Selection:
* * *
When solar is owned by big, non-local corporations, the vast bulk of the economic benefits — 85% — go to the owner, according to analyses by Breger’s team. Just 15% remain local, such as through lease payments, net metering discounts, and payments in lieu of taxes.
That disparity in wealth can lead to disparities in power.
“Companies who are trying to get the government to allow them to do something, I think historically they’ve been given, like, preferred stakeholder status,” Sloan says. “Just by the way things shake out, agencies, regulators think a lot about how to solve for their problems.”
Underserved communities, like those with less wealth or affected by historical injustices like racism, should be at the forefront of our thoughts when considering solar siting, Sloan notes.
Changes to several state regulations and programs could improve the ability of individuals to take advantage of solar and its economic benefits, including in low-income communities.
* * *
Data lines:
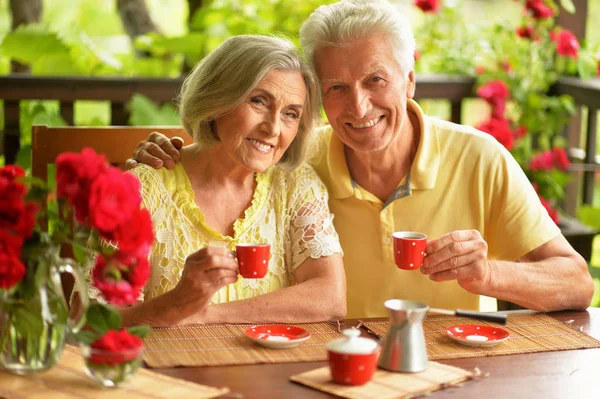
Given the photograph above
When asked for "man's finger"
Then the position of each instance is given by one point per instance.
(445, 240)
* * *
Directions for this task: Reproduce the part of the solar ownership text that begins at the words "Underserved communities, like" and stops after "siting, Sloan notes.". The material that comes after the solar ownership text stands apart from it.

Solution to the exercise:
Underserved communities, like those with less wealth or affected by historical injustices like racism, should be at the forefront of our thoughts when considering solar siting, Sloan notes.